Request:
Every line below must be reproduced exactly. Copy them all.

######

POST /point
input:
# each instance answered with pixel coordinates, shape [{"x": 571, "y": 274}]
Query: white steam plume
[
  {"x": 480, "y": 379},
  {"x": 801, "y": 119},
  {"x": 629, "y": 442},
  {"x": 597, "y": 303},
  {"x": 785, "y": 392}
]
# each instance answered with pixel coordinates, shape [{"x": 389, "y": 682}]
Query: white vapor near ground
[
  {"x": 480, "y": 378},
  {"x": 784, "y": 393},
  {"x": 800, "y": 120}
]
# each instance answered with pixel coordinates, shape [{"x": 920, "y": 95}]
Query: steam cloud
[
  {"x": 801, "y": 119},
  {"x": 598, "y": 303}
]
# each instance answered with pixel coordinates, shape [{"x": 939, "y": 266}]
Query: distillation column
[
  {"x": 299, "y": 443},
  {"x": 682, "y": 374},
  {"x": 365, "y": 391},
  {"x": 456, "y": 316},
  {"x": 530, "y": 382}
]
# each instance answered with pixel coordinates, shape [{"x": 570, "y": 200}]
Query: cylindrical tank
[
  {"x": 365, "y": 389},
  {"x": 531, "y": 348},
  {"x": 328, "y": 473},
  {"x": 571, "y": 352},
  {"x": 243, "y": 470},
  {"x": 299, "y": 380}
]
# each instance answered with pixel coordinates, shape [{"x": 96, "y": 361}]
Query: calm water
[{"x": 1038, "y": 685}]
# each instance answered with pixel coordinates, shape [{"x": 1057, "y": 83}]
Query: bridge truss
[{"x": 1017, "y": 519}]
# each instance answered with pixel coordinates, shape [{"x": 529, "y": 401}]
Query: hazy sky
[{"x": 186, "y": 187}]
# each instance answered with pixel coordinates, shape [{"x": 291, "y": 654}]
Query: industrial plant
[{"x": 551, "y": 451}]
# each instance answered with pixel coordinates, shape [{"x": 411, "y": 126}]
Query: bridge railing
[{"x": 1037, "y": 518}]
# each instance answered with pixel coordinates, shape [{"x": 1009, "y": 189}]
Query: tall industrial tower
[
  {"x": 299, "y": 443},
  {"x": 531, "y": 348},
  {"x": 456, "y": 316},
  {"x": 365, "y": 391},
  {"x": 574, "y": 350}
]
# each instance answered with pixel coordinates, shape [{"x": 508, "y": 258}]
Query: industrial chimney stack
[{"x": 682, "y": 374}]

######

Right answer:
POST /point
input:
# each instance answered with pixel coordinates, shape [{"x": 571, "y": 274}]
Query: white steam plume
[
  {"x": 480, "y": 379},
  {"x": 801, "y": 119},
  {"x": 629, "y": 442},
  {"x": 597, "y": 303},
  {"x": 785, "y": 392}
]
# each instance answered with pixel coordinates, shape [{"x": 389, "y": 682}]
Query: white vapor near ground
[
  {"x": 480, "y": 378},
  {"x": 784, "y": 393},
  {"x": 800, "y": 120}
]
# each instance answered with pixel coordinates, shape [{"x": 920, "y": 95}]
Query: steam cloud
[
  {"x": 801, "y": 119},
  {"x": 598, "y": 303}
]
# each instance answered with pixel coordinates, shape [{"x": 939, "y": 266}]
Query: distillation column
[
  {"x": 299, "y": 443},
  {"x": 682, "y": 374},
  {"x": 365, "y": 391},
  {"x": 456, "y": 316},
  {"x": 530, "y": 382}
]
# each instance answered with pixel coordinates, shape [{"x": 570, "y": 200}]
Query: cylindrical tank
[
  {"x": 365, "y": 389},
  {"x": 531, "y": 348},
  {"x": 328, "y": 473},
  {"x": 571, "y": 352},
  {"x": 243, "y": 470},
  {"x": 299, "y": 380}
]
# each instance answered with pixel coordinates, shape [{"x": 96, "y": 361}]
Query: calm water
[{"x": 1038, "y": 685}]
# each instance answered with pixel coordinates, shape [{"x": 1057, "y": 83}]
Query: bridge truss
[{"x": 1017, "y": 519}]
# each instance answered with pixel coordinates, shape [{"x": 529, "y": 401}]
Query: hazy sky
[{"x": 186, "y": 187}]
# each instance answered with pixel coordinates, shape [{"x": 291, "y": 654}]
Query: industrial plant
[{"x": 551, "y": 451}]
# each instance answered with pixel coordinates, shape [{"x": 411, "y": 126}]
Query: bridge railing
[{"x": 1037, "y": 518}]
# each instance answered with pixel coordinates, shape [{"x": 1009, "y": 189}]
Query: tall industrial tower
[
  {"x": 299, "y": 443},
  {"x": 531, "y": 348},
  {"x": 456, "y": 316},
  {"x": 365, "y": 391},
  {"x": 574, "y": 350}
]
# each instance answered with pixel coordinates, shape [{"x": 508, "y": 258}]
Query: industrial chimney stack
[{"x": 682, "y": 374}]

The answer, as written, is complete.